◆ WHAT IS EXPECTED: Extract the text of all the entries below and reproduce each line word for word. Leave the pictures out of your answer.

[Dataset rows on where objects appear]
----
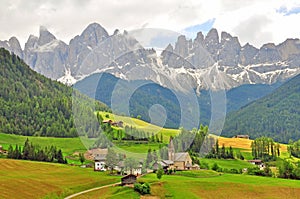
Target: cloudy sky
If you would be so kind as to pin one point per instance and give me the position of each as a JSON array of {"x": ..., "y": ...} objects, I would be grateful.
[{"x": 253, "y": 21}]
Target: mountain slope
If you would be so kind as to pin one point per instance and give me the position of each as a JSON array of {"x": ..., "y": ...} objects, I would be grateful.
[
  {"x": 147, "y": 93},
  {"x": 276, "y": 115},
  {"x": 215, "y": 61},
  {"x": 32, "y": 104}
]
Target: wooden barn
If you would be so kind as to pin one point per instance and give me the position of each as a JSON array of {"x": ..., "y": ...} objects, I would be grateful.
[{"x": 129, "y": 179}]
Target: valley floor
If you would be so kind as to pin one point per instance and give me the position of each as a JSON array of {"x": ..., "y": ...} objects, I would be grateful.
[{"x": 25, "y": 179}]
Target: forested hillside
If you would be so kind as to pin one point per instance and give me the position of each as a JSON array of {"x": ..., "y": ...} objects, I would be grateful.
[
  {"x": 32, "y": 104},
  {"x": 276, "y": 115},
  {"x": 101, "y": 86}
]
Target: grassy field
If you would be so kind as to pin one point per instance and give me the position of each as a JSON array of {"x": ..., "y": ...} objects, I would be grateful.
[
  {"x": 222, "y": 186},
  {"x": 228, "y": 164},
  {"x": 117, "y": 192},
  {"x": 68, "y": 145},
  {"x": 242, "y": 143},
  {"x": 142, "y": 125},
  {"x": 26, "y": 179}
]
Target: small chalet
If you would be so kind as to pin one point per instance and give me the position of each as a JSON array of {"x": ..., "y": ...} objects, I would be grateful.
[
  {"x": 2, "y": 151},
  {"x": 100, "y": 160},
  {"x": 179, "y": 161},
  {"x": 258, "y": 163},
  {"x": 112, "y": 123},
  {"x": 129, "y": 179},
  {"x": 117, "y": 124},
  {"x": 242, "y": 136}
]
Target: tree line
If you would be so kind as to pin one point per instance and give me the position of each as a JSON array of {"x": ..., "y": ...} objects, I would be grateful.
----
◆ FINISHED ANSWER:
Target: cloudy sky
If you would be so kind as to pin one point per instance and give me the position of each as a JSON array of {"x": ..., "y": ...} objects, I would be grateful.
[{"x": 253, "y": 21}]
Target: mountain slope
If you would be so kind as to pin one point per instance and give me the position of each as a JSON array of {"x": ..., "y": ...} objects, I would be grateful.
[
  {"x": 147, "y": 93},
  {"x": 276, "y": 115},
  {"x": 215, "y": 61},
  {"x": 32, "y": 104}
]
Target: wooden barn
If you would be so kind as to pin one point per instance and give me the position of each as a JSON array of {"x": ..., "y": ...} objects, I would be grateful.
[{"x": 129, "y": 179}]
Target: valley floor
If you would be so kind as to pin one point per instance and give me the position of each as a JSON array of {"x": ..., "y": ...} objects, I would be grateful.
[{"x": 25, "y": 179}]
Target: forested hillside
If you would be so kind as to pin one point per instance and give me the position of each as a JSON array of {"x": ..., "y": ...} objects, I would be grateful.
[
  {"x": 32, "y": 104},
  {"x": 276, "y": 115},
  {"x": 101, "y": 86}
]
Target: grassy field
If you would be so kind as to pin one point per instance and give me the position of each as a JSON array of {"x": ..., "y": ...} objects, I would be grateful.
[
  {"x": 222, "y": 186},
  {"x": 228, "y": 164},
  {"x": 117, "y": 192},
  {"x": 68, "y": 145},
  {"x": 242, "y": 143},
  {"x": 142, "y": 125},
  {"x": 26, "y": 179}
]
Target: small chalet
If you would be so kind as to pin one point per instance and give me the position of each as a JSON array of {"x": ..., "y": ...} objects, I would be grateful.
[
  {"x": 2, "y": 151},
  {"x": 100, "y": 160},
  {"x": 179, "y": 161},
  {"x": 258, "y": 163},
  {"x": 112, "y": 123},
  {"x": 129, "y": 179},
  {"x": 117, "y": 124},
  {"x": 242, "y": 136}
]
Target: tree line
If you would be so kind as to pin one point per instance and give me the position of each as a JSON array of {"x": ..., "y": ...} objects, I would be grateful.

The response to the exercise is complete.